REQUIREMENT: Every line from the one containing "of the leafy" to the end of the records below, written out word for word, is the whole answer.

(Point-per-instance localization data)
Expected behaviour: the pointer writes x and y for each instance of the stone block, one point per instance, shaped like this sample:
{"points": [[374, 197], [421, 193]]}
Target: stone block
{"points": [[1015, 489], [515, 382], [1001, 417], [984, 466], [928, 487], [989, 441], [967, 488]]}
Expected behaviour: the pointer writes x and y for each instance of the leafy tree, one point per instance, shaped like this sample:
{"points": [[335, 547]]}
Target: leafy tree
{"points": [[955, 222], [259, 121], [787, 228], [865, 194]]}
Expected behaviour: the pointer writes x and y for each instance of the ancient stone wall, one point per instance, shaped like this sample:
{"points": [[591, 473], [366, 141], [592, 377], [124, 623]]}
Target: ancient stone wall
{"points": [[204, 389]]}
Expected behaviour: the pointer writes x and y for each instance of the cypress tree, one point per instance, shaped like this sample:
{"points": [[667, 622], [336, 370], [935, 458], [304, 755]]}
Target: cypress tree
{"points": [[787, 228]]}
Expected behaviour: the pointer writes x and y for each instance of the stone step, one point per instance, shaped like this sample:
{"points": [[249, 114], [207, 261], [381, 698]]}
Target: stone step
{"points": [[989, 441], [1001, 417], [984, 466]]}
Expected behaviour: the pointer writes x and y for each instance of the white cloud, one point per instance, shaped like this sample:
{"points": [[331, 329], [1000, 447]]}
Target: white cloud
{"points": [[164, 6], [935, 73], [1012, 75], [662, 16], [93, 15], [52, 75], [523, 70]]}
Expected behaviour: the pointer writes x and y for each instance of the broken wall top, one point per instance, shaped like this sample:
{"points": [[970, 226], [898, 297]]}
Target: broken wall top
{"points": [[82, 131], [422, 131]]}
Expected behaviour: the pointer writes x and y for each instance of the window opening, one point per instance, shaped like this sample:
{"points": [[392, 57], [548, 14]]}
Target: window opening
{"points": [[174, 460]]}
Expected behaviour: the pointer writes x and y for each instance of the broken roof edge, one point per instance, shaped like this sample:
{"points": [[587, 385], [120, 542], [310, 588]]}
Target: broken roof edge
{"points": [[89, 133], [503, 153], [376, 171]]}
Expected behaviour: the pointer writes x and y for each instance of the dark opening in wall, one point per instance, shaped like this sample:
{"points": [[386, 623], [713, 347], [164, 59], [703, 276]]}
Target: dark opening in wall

RESPONSE AREA:
Expected behaviour: the pointer writes x and y for each instance of the leafy tree, one point per instance, shaped like this sample:
{"points": [[335, 547]]}
Target: leafy tree
{"points": [[955, 222], [259, 121], [787, 228], [865, 194]]}
Expected behaviour: the pointer writes x and y for each instance of the ancient stone wall, one point per instance, shaped like this sample:
{"points": [[591, 473], [366, 141], [592, 377], [124, 623]]}
Target: ancient stone wall
{"points": [[204, 389]]}
Expected behaviour: the pointer writes x and y for each instance of the cypress tree, one point per instance, shaped like this sample:
{"points": [[667, 622], [336, 370], [935, 458], [304, 755]]}
Target: cypress tree
{"points": [[787, 228]]}
Expected behaviour: the pointer writes x and y for each instance of the stone step, one point per instance, shaped like this sample:
{"points": [[249, 114], [207, 261], [381, 698]]}
Target: stone step
{"points": [[989, 441], [1001, 417], [984, 466]]}
Expected behaviour: the pointer writes x and y for each instance of the white cloud, one point per instance, shaped like this sample:
{"points": [[331, 329], [1000, 447]]}
Target: white cloud
{"points": [[164, 6], [935, 73], [1012, 75], [662, 16], [93, 15], [52, 75], [523, 70]]}
Expected behaviour: the pointer writes x and y for each instance of the broken wall top, one point per instance, shaped like this sample:
{"points": [[970, 226], [898, 297]]}
Target: broken wall top
{"points": [[82, 131], [422, 131]]}
Expected behaviour: the pointer writes x and y for each instance of the window opening, one point per instance, shaped like this sample:
{"points": [[392, 57], [548, 14]]}
Target: window opening
{"points": [[174, 460]]}
Expected behaviour: the pointer writes x and y for each instance of the broken roof edge, one point per instance, shaped like this sample:
{"points": [[587, 385], [120, 542], [310, 588]]}
Target: broken roof edge
{"points": [[89, 133], [503, 153], [376, 171]]}
Expected behaviour: the pointer writes x and y for each instance of the dark opening in wall, one point per instance, shaped like this sample:
{"points": [[386, 623], [713, 347], [164, 59], [703, 276]]}
Target: dark opening in wall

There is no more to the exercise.